_TASK LIST_
1. According to the acting blog, what prize will be given away once the Facebook page reaches 100 fans?
2. Rewrite the part of the acting blog that opens with "If you haven't" and closes with "Busyness, Jealousy, Unpreparedness...", switching "at random" to "by drawing".

_SOURCE DOCUMENT_
- Opening Delimiter -
Because of asking those questions in advance, I've never regretted one workshop I've taken.  They have all more than paid for themselves in the amount of networking contacts and jobs I've booked from either the CD that held the workshop or others that I met while there.  Next time you get a paid booking, budget some of that money for a future workshop.  It's an investment that very well could lead to more work.

Friday, June 17, 2011

One Acting Action Every Day - Week in Review

TGIF!  It's that day of the week where I hold myself accountable for daily actions toward reaching my goal of being a full-time actress.  So, how was your week?  What steps, big or small, did you take this week toward reaching one of your goals?  Go ahead, pat yourself on the back, let me know how you did.

Sunday:  I normally start with Monday but Sunday was a big acting day for me.  Two great performances in church services were followed by filming the final scene of the baseball film trailer. 
Monday:  Lots of script work for the show this weekend.  Continued working on lines and character development.
Tuesday:  Sent a follow-up e-mail to an agent I submitted with a few weeks back.  More script work.
Wednesday:  Read a few chapters of Michael Caine's "Acting in Film".  I'll be sharing some of the insights I'm learning from the book soon!  Went to rehearsal for the show this weekend. 
Thursday: After realizing at the rehearsal that I am NOT at all prepared, worked through my script several more times.
Friday:  More script work today and finalize costume for tomorrow night's show!

Also, I got some pretty exciting news yesterday, I was contacted to write articles for an actor's casting service!  More details to come on that later. 

The blog continues to grow too, we have 90 Facebook fans now!  Keep them coming. 

Have a great weekend and keep on keeping on.

Thursday, June 16, 2011

100 FB Fan Give-Away!

If you haven't liked me on Facebook yet, now is the perfect time.  We're at 90 fans now and as soon as we hit 100, I'm giving away a $25 Amazon.com gift card.

All you have to do is share the Undiscovered Alison Facebook fan page with your FB friends and/or fans, then let me know!

Post on my page and let me know...or leave a comment below.  Good luck!  I'll be choosing one winner at random as soon as we hit 100!

Busyness, Jealousy, Unpreparedness...

It's been an interesting week so far.  I'm feeling pretty crazy right now.  My husband has been out of town on an extended business trip so I have all of the house responsibilities, all of the kid responsibilities, my full-time job and preparation for a new show this weekend on my plate. ARGHHH!!! 

You'd think I would want to scale back, and I do.  Yet, there's a part of me that's kind of pissed because I haven't been auditioning.  My agent hasn't called me with an audition in over a month!  This dry spell has gone way beyond what I thought it would, although I've been staying busy with acting jobs I've gotten on my own.  I'd blame it on the summer lull yet all of my "friends" seem to be pretty busy.  And yes, I'm jealous.  Every morning I log onto Facebook just to see all of them posting about their latest auditions and bookings.  Some days I just want to hide them all from my feed.  Grr...

Back to the busyness though.  Last night I had a rehearsal for my actors' company's new murder mystery show this weekend.  I'm normally the one that has all my lines down and knows the show inside and out by the time we have our final rehearsal.  Well, guess who didn't?  ME.  It was a disasterous rehearsal.  I'll be spending the next few days memorizing the heck out of that script until we perform on Saturday night.
- Closing Delimiter -
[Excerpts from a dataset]
- Opening Delimiter -
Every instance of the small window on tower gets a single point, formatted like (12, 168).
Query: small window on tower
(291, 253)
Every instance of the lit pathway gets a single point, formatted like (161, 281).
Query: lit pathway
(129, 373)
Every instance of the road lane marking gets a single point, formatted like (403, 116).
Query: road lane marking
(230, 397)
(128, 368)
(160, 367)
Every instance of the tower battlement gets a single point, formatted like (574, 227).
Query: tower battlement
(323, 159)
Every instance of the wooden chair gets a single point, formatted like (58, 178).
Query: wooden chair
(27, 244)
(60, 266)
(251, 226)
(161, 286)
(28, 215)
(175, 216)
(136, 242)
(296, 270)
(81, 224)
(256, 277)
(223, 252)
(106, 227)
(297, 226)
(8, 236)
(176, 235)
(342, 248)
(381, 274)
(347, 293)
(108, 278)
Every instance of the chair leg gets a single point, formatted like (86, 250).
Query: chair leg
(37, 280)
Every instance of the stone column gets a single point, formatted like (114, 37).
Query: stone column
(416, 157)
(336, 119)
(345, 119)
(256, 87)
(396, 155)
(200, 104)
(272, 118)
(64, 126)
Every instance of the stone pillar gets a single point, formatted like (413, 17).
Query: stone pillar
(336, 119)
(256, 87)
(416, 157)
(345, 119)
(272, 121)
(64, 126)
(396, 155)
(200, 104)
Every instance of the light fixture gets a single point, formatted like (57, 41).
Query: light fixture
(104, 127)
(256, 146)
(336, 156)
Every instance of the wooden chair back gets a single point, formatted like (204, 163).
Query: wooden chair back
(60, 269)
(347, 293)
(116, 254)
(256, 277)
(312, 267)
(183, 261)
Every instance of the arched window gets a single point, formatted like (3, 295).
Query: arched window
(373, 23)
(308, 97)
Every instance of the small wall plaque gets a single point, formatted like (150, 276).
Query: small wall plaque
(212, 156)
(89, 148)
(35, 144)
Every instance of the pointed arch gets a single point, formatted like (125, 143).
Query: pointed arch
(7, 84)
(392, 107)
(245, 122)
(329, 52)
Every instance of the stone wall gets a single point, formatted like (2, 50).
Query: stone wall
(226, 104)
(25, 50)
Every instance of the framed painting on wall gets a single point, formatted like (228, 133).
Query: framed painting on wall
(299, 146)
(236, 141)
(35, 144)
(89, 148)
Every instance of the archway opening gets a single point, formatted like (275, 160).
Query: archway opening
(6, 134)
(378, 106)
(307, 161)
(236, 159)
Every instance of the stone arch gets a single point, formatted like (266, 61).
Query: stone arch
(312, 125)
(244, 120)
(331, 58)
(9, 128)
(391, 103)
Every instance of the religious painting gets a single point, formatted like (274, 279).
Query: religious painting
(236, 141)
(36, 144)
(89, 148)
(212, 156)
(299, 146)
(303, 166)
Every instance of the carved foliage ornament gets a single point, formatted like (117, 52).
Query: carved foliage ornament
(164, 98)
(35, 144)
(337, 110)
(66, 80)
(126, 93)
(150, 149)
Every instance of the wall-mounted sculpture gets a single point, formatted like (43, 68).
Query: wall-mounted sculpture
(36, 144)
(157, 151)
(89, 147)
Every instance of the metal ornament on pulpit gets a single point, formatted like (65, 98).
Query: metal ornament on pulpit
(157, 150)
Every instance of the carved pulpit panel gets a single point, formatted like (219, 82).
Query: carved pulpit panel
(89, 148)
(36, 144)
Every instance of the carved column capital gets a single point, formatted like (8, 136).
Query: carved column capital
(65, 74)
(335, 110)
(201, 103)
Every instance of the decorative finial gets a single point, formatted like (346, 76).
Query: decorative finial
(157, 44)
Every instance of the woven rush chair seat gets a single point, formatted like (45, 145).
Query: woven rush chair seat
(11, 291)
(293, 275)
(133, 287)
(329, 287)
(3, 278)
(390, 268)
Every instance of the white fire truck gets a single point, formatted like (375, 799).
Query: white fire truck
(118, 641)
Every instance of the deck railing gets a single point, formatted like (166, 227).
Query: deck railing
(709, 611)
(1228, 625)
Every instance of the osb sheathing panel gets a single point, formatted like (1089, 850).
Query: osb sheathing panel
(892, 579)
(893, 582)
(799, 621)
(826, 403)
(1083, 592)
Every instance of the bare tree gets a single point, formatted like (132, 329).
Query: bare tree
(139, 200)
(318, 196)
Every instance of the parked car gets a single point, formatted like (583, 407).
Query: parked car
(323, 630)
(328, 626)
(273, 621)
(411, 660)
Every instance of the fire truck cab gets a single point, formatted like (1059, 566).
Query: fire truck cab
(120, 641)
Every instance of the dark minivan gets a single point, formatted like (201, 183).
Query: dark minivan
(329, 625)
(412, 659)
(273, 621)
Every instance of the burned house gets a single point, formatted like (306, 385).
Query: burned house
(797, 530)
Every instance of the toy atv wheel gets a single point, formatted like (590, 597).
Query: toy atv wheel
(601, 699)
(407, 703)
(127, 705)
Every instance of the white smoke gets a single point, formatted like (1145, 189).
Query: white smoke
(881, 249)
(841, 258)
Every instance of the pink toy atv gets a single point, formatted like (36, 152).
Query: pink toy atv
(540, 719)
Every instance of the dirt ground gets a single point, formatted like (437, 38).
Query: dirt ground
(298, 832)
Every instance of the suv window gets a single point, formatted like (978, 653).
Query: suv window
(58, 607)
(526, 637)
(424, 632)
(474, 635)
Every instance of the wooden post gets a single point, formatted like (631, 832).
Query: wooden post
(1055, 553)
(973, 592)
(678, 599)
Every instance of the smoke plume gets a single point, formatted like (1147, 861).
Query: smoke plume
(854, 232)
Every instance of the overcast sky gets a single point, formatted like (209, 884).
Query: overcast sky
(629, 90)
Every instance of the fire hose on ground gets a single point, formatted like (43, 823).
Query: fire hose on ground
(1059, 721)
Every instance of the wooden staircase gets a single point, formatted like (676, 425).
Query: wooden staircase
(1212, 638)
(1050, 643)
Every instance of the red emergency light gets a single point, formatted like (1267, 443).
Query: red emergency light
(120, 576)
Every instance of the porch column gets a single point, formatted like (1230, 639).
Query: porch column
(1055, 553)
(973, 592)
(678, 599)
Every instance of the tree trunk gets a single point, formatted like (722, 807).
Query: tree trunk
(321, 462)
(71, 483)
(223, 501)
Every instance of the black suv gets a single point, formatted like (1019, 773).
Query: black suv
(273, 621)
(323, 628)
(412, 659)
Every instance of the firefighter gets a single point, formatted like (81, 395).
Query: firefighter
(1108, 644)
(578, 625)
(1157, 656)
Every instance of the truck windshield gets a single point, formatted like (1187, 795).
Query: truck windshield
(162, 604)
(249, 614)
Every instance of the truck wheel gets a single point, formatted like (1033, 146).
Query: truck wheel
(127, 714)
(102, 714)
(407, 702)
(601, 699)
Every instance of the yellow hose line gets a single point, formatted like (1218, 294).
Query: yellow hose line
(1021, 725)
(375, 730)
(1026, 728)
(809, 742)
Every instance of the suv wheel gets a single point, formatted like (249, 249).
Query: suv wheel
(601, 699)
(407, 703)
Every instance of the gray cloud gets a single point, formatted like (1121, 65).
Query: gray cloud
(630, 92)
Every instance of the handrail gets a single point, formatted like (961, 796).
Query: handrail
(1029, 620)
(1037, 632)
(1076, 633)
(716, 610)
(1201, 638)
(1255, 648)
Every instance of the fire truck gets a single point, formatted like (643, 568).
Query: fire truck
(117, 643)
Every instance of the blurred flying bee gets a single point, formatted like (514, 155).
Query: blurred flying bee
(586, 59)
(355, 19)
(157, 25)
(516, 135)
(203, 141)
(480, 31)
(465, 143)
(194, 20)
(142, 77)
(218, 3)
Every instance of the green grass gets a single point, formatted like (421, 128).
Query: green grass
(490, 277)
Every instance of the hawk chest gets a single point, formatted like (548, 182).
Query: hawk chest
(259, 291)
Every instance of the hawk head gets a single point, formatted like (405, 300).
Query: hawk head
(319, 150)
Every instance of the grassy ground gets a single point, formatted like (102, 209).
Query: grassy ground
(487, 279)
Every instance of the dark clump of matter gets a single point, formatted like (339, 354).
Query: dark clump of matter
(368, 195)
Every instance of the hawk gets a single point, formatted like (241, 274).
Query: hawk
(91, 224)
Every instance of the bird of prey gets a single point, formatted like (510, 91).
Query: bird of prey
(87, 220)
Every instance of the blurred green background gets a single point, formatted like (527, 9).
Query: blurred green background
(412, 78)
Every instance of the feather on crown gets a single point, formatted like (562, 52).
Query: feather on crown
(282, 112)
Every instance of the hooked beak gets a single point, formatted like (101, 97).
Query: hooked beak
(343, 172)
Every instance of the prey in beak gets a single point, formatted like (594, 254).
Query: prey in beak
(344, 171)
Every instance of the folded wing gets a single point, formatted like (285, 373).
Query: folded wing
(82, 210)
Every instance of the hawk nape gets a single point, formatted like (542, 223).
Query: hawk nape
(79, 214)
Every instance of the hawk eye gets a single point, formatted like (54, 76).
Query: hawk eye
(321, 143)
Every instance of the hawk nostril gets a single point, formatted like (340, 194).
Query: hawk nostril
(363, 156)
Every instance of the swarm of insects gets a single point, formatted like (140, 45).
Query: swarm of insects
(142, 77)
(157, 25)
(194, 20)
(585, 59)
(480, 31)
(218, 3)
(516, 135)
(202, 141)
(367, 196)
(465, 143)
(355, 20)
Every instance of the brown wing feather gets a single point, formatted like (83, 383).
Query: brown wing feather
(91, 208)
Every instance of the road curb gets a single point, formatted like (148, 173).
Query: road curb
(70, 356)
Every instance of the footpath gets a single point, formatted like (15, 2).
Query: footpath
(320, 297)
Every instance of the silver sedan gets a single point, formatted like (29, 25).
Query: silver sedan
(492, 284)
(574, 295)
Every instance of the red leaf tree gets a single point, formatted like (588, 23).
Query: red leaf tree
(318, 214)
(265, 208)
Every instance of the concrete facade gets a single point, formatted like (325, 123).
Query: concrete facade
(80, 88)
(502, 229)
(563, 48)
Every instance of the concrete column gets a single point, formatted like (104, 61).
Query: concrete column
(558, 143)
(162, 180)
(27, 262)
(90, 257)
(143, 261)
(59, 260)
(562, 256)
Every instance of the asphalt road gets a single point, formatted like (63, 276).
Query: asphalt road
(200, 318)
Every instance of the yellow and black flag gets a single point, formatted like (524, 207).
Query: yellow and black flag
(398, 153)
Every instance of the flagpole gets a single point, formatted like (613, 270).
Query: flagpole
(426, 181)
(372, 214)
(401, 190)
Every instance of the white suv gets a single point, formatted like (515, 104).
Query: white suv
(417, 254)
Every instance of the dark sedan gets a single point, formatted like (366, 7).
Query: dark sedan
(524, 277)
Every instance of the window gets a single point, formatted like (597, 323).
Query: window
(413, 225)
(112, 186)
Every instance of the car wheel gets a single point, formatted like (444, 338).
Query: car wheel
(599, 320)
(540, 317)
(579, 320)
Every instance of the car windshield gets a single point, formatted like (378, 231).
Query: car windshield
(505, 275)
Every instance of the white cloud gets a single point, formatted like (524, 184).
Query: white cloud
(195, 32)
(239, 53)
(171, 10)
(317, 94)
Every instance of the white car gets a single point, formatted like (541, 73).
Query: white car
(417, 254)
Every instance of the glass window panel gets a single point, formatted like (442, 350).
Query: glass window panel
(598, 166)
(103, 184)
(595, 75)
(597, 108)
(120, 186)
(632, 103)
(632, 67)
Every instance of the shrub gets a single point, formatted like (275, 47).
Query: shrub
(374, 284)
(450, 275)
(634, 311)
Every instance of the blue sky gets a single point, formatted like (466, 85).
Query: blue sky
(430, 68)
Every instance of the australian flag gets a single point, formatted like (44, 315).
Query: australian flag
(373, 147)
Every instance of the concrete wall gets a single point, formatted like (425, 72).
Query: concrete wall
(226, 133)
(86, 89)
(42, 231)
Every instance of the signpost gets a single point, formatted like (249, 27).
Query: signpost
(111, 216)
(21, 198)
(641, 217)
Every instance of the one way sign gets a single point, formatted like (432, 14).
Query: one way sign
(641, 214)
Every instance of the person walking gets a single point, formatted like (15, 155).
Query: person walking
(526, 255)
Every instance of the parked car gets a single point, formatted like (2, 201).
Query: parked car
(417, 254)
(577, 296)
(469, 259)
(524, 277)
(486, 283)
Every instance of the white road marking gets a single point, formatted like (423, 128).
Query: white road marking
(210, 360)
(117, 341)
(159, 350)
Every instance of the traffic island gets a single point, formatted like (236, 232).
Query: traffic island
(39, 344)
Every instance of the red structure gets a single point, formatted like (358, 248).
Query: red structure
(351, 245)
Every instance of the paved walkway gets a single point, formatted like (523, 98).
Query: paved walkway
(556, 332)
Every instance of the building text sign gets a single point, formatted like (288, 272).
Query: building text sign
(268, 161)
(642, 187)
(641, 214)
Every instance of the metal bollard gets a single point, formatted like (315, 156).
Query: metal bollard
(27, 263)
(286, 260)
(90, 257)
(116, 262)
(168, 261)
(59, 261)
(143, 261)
- Closing Delimiter -
_ANSWERS FOR THE EXERCISE_
1. A $25 Amazon.com gift card.

2.
If you haven't liked me on Facebook yet, now is the perfect time.  We're at 90 fans now and as soon as we hit 100, I'm giving away a $25 Amazon.com gift card.

All you have to do is share the Undiscovered Alison Facebook fan page with your FB friends and/or fans, then let me know!

Post on my page and let me know...or leave a comment below.  Good luck!  I'll be choosing one winner by drawing as soon as we hit 100!

Busyness, Jealousy, Unpreparedness...